═══ Rows ═══
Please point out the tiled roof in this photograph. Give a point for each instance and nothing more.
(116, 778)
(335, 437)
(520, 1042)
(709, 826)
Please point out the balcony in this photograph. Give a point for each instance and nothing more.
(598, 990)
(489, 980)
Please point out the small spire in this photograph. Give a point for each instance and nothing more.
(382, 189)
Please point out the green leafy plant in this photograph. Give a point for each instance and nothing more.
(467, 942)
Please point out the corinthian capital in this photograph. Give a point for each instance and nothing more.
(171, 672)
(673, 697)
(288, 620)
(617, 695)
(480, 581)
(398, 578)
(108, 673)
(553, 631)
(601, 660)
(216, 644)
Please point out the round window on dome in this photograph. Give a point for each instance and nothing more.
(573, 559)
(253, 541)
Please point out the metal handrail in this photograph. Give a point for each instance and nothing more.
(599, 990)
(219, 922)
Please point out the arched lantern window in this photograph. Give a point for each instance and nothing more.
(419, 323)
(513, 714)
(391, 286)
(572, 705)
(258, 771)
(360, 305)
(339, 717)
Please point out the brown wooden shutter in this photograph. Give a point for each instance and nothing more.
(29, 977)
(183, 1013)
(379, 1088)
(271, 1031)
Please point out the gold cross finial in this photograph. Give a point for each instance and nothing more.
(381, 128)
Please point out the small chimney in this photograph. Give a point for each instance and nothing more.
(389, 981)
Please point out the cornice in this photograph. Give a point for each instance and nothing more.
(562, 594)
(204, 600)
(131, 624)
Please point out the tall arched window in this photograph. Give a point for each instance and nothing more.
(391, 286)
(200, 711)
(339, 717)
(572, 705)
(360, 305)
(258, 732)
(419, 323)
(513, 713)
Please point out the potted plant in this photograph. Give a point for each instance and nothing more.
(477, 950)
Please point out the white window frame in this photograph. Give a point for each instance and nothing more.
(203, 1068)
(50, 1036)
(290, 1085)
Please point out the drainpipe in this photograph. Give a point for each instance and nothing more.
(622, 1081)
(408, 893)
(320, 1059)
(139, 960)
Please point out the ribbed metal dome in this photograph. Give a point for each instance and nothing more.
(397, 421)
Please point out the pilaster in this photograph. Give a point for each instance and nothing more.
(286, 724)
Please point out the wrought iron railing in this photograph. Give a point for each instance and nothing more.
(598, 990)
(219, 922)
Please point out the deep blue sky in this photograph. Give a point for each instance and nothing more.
═══
§ **Task to complete**:
Please arrange every line of the records above as a numbered list and leave out any blank lines.

§ **Worked solution**:
1. Please point out the tiled roof in this photograph. Give a point for each instance and nothing more.
2. (116, 778)
3. (335, 437)
4. (520, 1042)
5. (709, 826)
6. Please point out the balcony in this photograph. Give a point for each instance and nothing more.
7. (598, 990)
8. (489, 980)
9. Please point out the small spire in this photograph. Give a point for each instance and nothing more.
10. (382, 189)
11. Please point out the green leafy plant in this photograph. Give a point for each instance and nothing more.
12. (467, 942)
13. Please point out the corinthian capital in this photograph. Give a point for each instance and nothing more.
14. (171, 672)
15. (673, 697)
16. (288, 620)
17. (617, 695)
18. (480, 581)
19. (398, 578)
20. (108, 673)
21. (553, 631)
22. (601, 660)
23. (216, 644)
24. Please point out the round window on dome in this photograph. Give a point for each instance and nothing more.
25. (573, 559)
26. (253, 541)
27. Please point out the metal handrail in this photograph. Give a point for each instance and nothing more.
28. (599, 990)
29. (219, 922)
30. Please point out the arched lantern window in this photograph. Give a point for each instance and nothing more.
31. (419, 323)
32. (513, 714)
33. (391, 286)
34. (572, 705)
35. (258, 771)
36. (360, 305)
37. (339, 717)
38. Please point out the brown wooden shutter in this photograph. Give a point for each instance and nothing more.
39. (29, 977)
40. (183, 1013)
41. (379, 1088)
42. (271, 1031)
43. Please point out the gold cross finial in this photograph. Give a point for each instance and nothing more.
44. (381, 128)
45. Please point out the small chimney in this photograph. Give a point for each instance and nothing more.
46. (389, 981)
47. Please point out the cornice in this photograph. Give a point for each instance and nothing more.
48. (562, 594)
49. (204, 600)
50. (131, 624)
51. Please point out the tall arched window in this photograph. Give a point for each instance and nothing more.
52. (391, 286)
53. (200, 711)
54. (339, 717)
55. (572, 705)
56. (360, 305)
57. (258, 732)
58. (419, 323)
59. (513, 713)
60. Please point out the potted plant in this photograph. Give a point for each instance and nothing more.
61. (477, 950)
62. Please point out the white window frame in this photograph. Give a point for each instance and nothing more.
63. (203, 1068)
64. (50, 1036)
65. (290, 1085)
66. Please point out the drainpipe in this photograph. Give a point for each instance and nothing more.
67. (622, 1081)
68. (408, 893)
69. (320, 1059)
70. (139, 960)
71. Please point out the ribbed metal dome in this photograph. Give a point for each instance and nothing more.
72. (397, 421)
73. Please point out the pilaster in this photograph. Give a point for each instance and nothing more.
74. (286, 724)
75. Please point out the wrought iron railing in this photograph. Give a point for each instance and nothing more.
76. (598, 990)
77. (219, 922)
78. Please point out the deep blue sky in this photograph. Give a point for each instance and nothing more.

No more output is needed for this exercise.